Stored rows:

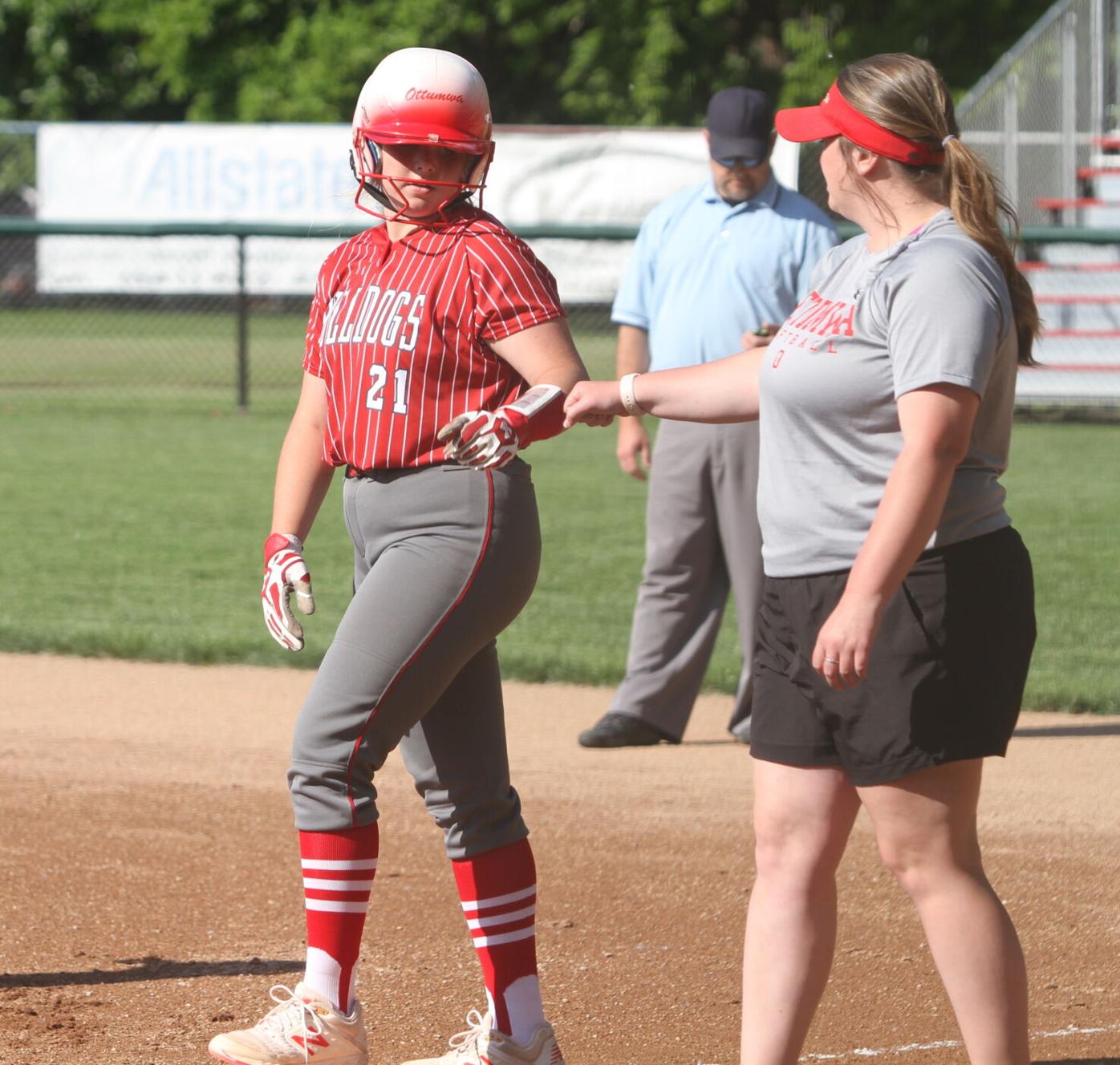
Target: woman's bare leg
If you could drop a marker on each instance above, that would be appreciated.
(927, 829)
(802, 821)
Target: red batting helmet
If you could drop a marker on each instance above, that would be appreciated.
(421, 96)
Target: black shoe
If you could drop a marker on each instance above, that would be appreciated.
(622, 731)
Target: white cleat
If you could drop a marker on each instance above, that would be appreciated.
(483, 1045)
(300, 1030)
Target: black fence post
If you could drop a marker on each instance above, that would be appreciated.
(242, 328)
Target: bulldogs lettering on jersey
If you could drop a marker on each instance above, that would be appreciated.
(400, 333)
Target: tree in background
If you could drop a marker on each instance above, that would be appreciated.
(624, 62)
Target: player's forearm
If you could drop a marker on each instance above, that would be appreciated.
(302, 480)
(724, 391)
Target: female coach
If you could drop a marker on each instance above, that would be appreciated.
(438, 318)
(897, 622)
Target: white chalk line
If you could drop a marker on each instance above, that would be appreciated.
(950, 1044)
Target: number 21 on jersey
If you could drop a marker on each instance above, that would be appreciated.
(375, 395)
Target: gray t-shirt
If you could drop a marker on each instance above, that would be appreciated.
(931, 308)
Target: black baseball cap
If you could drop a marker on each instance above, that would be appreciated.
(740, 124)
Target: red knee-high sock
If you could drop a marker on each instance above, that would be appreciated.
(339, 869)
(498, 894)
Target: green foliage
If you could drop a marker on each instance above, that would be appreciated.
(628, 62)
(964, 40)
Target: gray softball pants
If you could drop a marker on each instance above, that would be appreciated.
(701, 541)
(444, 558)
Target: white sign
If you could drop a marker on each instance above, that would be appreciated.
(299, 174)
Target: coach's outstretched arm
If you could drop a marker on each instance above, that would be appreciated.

* **Goal of the exercise**: Lay out every line of the stored rows above as a Markdown table with two columns, Line No. and Text, numbering the lines in order and skipping blank lines. Leave the pictures out of the table.

* **Exercise answer**:
| Line No. | Text |
|---|---|
| 1 | Target: woman's bare leg |
| 2 | If you could drop a marker on each instance above, that would be appreciated. |
| 3 | (927, 829) |
| 4 | (802, 821) |
| 5 | Target: red batting helmet |
| 6 | If you could drop a marker on each instance above, that would be appreciated. |
| 7 | (421, 96) |
| 8 | Target: black shoe |
| 9 | If you could drop a marker on each instance above, that would be appreciated. |
| 10 | (622, 731) |
| 11 | Target: white cleat |
| 12 | If you could drop a marker on each instance above, that would be appreciated. |
| 13 | (483, 1045) |
| 14 | (300, 1030) |
| 15 | Target: black fence post |
| 16 | If you could drop a marker on each instance above, that would be appreciated. |
| 17 | (242, 328) |
| 18 | Target: bulldogs lettering on jersey |
| 19 | If you could drop a marker on each instance above, that would be appreciated. |
| 20 | (400, 333) |
| 21 | Target: tree in background |
| 22 | If you could drop a marker on each instance above, that would be appreciated. |
| 23 | (624, 62) |
| 24 | Target: player's forearm |
| 25 | If you could drop a marker on each instance above, that would be appreciated. |
| 26 | (302, 480) |
| 27 | (724, 391) |
| 28 | Target: female coach |
| 29 | If you could drop a marker on each instance above, that would be appreciated. |
| 30 | (438, 318) |
| 31 | (897, 622) |
| 32 | Target: white chalk line |
| 33 | If you could drop a marker on each instance above, that would be appreciated. |
| 34 | (950, 1044) |
| 35 | Target: number 21 on jersey |
| 36 | If you could drop a marker on each instance above, that would be appreciated. |
| 37 | (375, 395) |
| 38 | Target: gray t-shirt |
| 39 | If you could drop a marker on each instance above, that would be appreciated. |
| 40 | (931, 308) |
| 41 | Target: black baseball cap |
| 42 | If you could drop a marker on each instance above, that would be appreciated. |
| 43 | (740, 124) |
| 44 | Target: red knee-high sock |
| 45 | If you could drop a marker on each instance above, that would be appreciated. |
| 46 | (339, 869) |
| 47 | (498, 894) |
| 48 | Target: green foliage |
| 49 | If you could drop a marker on each instance above, that would be appreciated. |
| 50 | (628, 62) |
| 51 | (964, 40) |
| 52 | Target: gray softball pants |
| 53 | If you could drop a marker on each instance above, that would be appreciated. |
| 54 | (701, 541) |
| 55 | (444, 558) |
| 56 | Target: white sign |
| 57 | If you could drop a marker on each instance above, that would be appreciated. |
| 58 | (299, 174) |
| 59 | Target: coach's outstretched arm |
| 60 | If you could drop a marker on each instance above, that would be appreciated. |